_SET TASK_: From the line with "of the barred" through the final line, please write out the listing exactly, including both of those lines.
# Start of DATA FOR PROCESSING
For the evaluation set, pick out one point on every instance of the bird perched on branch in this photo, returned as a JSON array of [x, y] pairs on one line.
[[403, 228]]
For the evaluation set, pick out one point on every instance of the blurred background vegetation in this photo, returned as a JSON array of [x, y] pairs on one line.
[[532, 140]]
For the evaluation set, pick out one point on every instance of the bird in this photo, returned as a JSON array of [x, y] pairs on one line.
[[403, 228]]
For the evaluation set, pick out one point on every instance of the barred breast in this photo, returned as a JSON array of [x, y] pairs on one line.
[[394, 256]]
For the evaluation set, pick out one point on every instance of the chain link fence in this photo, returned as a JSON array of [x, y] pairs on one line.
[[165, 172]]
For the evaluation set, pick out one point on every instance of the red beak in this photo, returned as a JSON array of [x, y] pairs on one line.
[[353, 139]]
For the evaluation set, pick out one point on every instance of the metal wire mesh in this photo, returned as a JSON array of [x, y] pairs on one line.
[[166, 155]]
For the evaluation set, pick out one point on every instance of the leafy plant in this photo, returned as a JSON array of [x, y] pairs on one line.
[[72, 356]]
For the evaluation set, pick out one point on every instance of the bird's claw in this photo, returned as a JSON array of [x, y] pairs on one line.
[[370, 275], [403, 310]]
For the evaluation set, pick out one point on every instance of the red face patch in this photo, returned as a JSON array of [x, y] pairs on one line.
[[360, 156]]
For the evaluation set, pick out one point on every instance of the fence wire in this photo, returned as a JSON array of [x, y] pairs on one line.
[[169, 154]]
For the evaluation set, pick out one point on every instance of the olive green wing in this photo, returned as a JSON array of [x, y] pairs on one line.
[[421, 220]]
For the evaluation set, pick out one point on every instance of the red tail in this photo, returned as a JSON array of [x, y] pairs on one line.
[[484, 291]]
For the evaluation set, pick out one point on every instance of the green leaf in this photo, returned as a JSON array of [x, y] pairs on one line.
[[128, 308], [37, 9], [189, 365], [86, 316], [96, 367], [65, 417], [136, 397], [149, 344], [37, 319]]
# End of DATA FOR PROCESSING
_EXERCISE RESULT_:
For the evaluation set, pick out one point on every instance of the barred breast in this photo, returned as a JSON array of [x, y] pairs on one line.
[[394, 256]]
For the evaluation set, pick out one point on every instance of the chain link fence in this photo, returned as a JSON array of [x, y] pairs on one line.
[[165, 172]]
For the evaluation set, pick out one point on every instance of the red beak in this photo, returned as a JSON array of [x, y] pairs on one line.
[[353, 139]]
For the evaluation set, pick out one point on every instance of the metal wire mesh in this photo, returned as a JSON array of [x, y] pairs on one line.
[[166, 155]]
For the evaluation set, pick out one point on every instance of the leafy plant in this photo, returned as a JSON array of [x, y] pairs on one line.
[[72, 356]]
For the evaluation set, pick out one point on every instance of the bird's claw in this photo, returned as a JSON array of [x, y] pairs on one line.
[[370, 275], [403, 310]]
For the evaluation set, pick out one point on every instance of the red face patch in this photo, returned as a JSON array of [x, y] pairs on one line.
[[360, 156]]
For the evaluation set, pick out one point on every instance of the fence wire in this photo, returned as a JSON array of [x, y] pairs on one line.
[[169, 154]]
For the evaluation set, pick out one point on every instance of the olive green wing in this photo, returned as a JSON array of [x, y] pairs on one line.
[[421, 220]]
For the evaluation set, pick out one point on every instance of the red tail in this photo, returned as a JSON array of [x, y] pairs on one line.
[[484, 291]]
For the evaluation set, pick out one point on every instance of the green leaf in this photo, returned as a JSON array of [x, y] pairs on one line.
[[128, 308], [37, 9], [189, 365], [86, 316], [96, 367], [65, 417], [136, 397], [149, 344], [37, 319]]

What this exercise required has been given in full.